> _EXERCISE REQUIREMENTS_:
Render everything in the material below, from the line containing "Where can you spot the green bush?" down to the end of the material, as a Markdown table with the columns Row and Line. Put each line in its own numbered row and leave out blank lines.

[Point annotation records]
--

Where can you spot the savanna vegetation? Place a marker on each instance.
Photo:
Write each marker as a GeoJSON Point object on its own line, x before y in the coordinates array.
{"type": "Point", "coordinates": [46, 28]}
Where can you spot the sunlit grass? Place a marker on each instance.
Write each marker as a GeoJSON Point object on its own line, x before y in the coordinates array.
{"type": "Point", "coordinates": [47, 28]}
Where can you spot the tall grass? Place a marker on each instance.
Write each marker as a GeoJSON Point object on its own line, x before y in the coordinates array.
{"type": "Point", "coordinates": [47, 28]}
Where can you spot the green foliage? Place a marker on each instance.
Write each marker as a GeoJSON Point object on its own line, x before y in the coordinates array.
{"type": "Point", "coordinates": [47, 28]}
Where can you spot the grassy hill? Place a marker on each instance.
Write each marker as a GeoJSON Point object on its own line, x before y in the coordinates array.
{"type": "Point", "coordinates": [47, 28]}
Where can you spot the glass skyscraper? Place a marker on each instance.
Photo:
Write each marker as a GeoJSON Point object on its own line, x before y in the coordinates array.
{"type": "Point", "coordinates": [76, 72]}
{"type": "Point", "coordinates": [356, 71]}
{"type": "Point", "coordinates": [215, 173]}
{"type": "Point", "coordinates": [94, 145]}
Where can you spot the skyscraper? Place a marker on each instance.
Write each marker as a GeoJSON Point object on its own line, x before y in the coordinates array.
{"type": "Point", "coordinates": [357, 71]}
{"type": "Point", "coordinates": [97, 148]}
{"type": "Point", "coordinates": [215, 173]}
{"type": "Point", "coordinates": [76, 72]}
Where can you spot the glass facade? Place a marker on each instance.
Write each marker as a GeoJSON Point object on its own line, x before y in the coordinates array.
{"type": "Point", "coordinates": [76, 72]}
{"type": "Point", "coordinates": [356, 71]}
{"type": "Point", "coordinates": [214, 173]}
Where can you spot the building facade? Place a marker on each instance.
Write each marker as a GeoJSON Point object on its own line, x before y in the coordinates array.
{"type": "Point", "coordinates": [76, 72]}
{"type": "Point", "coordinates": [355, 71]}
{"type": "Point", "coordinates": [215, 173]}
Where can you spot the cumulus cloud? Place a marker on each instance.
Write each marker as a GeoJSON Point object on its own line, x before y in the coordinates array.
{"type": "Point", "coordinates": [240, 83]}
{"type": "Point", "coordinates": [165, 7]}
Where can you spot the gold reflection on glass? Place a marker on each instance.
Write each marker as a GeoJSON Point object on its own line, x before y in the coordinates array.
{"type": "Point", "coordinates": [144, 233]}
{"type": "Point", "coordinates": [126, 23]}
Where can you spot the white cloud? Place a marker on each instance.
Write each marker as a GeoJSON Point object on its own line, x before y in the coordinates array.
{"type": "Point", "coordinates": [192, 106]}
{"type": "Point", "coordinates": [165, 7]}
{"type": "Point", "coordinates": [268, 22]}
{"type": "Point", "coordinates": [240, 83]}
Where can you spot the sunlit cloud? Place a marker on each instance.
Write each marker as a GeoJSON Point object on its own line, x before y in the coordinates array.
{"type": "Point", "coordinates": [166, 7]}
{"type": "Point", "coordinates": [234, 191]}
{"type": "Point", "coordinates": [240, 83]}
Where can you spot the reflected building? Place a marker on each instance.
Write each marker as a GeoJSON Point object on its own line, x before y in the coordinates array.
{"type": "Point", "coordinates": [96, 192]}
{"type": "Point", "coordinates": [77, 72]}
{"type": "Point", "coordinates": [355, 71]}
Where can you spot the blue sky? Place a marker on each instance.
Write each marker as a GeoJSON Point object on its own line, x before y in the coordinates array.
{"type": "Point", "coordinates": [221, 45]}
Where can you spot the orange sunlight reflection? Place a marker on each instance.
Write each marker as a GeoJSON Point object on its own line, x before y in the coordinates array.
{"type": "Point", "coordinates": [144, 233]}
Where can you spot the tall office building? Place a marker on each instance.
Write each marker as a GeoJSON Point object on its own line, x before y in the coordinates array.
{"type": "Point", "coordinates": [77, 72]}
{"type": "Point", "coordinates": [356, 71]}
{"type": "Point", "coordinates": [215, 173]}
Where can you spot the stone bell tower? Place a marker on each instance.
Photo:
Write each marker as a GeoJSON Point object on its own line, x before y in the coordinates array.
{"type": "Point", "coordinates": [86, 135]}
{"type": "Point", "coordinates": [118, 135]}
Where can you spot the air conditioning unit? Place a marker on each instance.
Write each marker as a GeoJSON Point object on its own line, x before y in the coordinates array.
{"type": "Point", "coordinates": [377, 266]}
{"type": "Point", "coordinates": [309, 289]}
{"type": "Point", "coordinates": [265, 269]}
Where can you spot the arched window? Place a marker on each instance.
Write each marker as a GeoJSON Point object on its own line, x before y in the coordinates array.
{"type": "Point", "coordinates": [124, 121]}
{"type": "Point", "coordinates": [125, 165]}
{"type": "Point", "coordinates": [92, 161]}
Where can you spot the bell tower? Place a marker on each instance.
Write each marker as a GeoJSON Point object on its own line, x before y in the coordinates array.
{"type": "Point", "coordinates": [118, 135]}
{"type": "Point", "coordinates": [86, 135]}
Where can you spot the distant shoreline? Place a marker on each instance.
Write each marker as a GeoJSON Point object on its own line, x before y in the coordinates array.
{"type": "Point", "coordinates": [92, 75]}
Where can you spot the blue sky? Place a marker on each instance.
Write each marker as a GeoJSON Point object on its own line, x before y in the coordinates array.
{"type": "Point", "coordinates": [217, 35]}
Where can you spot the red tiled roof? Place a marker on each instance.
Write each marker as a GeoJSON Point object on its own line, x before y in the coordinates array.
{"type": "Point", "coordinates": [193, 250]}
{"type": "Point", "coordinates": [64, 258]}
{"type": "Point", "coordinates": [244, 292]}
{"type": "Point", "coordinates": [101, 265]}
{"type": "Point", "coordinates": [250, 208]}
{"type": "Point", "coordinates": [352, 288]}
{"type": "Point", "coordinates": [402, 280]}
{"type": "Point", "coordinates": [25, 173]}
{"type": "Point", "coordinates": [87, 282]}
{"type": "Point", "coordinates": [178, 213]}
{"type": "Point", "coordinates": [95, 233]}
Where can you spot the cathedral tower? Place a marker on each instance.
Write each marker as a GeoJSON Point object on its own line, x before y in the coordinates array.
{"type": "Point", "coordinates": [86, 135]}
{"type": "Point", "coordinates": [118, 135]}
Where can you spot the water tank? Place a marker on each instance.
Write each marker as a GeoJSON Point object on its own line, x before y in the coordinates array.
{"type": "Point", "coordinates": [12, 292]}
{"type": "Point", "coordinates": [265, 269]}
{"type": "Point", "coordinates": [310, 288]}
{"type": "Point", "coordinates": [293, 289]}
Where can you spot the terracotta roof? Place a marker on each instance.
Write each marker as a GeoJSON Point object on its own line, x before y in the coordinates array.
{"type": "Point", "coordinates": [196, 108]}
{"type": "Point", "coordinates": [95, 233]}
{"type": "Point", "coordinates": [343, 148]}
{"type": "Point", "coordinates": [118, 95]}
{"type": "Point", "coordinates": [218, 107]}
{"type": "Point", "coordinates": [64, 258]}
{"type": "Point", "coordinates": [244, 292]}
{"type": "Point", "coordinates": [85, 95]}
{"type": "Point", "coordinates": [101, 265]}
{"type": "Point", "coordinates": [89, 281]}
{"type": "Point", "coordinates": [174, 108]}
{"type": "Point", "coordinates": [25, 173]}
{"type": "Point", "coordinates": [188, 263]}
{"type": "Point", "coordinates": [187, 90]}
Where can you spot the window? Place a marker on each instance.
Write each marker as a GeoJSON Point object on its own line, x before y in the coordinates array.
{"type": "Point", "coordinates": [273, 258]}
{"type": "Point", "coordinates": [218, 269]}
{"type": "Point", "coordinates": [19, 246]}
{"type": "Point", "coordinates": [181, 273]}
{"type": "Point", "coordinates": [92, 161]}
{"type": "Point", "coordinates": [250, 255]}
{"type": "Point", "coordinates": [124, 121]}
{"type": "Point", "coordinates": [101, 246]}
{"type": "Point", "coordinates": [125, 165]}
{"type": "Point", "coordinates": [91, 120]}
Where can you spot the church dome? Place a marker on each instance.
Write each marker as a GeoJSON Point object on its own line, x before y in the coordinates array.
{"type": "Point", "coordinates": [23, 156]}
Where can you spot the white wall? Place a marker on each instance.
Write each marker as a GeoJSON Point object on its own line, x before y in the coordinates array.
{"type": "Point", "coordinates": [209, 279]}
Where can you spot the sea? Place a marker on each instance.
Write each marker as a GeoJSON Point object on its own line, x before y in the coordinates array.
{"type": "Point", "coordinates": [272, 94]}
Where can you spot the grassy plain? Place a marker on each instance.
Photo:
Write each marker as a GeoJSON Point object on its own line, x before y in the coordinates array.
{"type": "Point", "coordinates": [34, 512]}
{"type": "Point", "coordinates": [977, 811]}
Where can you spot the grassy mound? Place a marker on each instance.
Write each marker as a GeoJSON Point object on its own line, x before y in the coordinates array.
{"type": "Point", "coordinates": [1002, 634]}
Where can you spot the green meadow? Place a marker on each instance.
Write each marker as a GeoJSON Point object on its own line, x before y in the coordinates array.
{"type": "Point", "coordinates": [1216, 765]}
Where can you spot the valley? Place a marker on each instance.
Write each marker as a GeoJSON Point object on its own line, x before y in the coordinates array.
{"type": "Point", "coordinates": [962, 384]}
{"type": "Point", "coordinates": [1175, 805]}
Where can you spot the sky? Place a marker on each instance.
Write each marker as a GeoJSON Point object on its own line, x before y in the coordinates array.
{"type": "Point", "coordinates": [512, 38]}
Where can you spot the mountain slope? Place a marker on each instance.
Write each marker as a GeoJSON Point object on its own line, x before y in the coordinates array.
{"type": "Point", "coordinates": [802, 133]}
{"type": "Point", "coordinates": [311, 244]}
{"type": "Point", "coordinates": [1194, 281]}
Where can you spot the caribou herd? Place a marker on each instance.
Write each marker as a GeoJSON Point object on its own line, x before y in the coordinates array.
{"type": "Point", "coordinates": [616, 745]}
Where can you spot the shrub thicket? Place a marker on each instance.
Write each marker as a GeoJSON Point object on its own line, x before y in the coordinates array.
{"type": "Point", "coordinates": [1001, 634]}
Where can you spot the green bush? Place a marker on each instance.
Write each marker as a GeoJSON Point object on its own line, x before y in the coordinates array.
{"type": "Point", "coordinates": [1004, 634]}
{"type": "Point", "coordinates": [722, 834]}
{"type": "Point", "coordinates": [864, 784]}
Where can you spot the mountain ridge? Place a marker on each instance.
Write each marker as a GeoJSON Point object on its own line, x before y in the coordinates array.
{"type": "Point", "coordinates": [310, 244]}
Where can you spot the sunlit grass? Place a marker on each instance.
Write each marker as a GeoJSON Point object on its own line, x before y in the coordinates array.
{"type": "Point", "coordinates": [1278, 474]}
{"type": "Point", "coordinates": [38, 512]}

--

> _PROBLEM SOLUTION_:
| Row | Line |
|---|---|
| 1 | Where can you spot the green bush? Place a marker on each instance. |
| 2 | Write each marker as a GeoJSON Point object on its own line, x before y in the coordinates array. |
| 3 | {"type": "Point", "coordinates": [1004, 634]} |
| 4 | {"type": "Point", "coordinates": [722, 834]} |
| 5 | {"type": "Point", "coordinates": [864, 784]} |
| 6 | Where can you spot the mountain ridge? Place a marker on each instance. |
| 7 | Write each marker as a GeoJSON Point object on its own line, x before y in the coordinates array. |
| 8 | {"type": "Point", "coordinates": [310, 244]} |
| 9 | Where can you spot the sunlit grass? Place a marker on each instance. |
| 10 | Write each marker as a GeoJSON Point object on its own line, x before y in the coordinates array. |
| 11 | {"type": "Point", "coordinates": [1278, 474]} |
| 12 | {"type": "Point", "coordinates": [38, 512]} |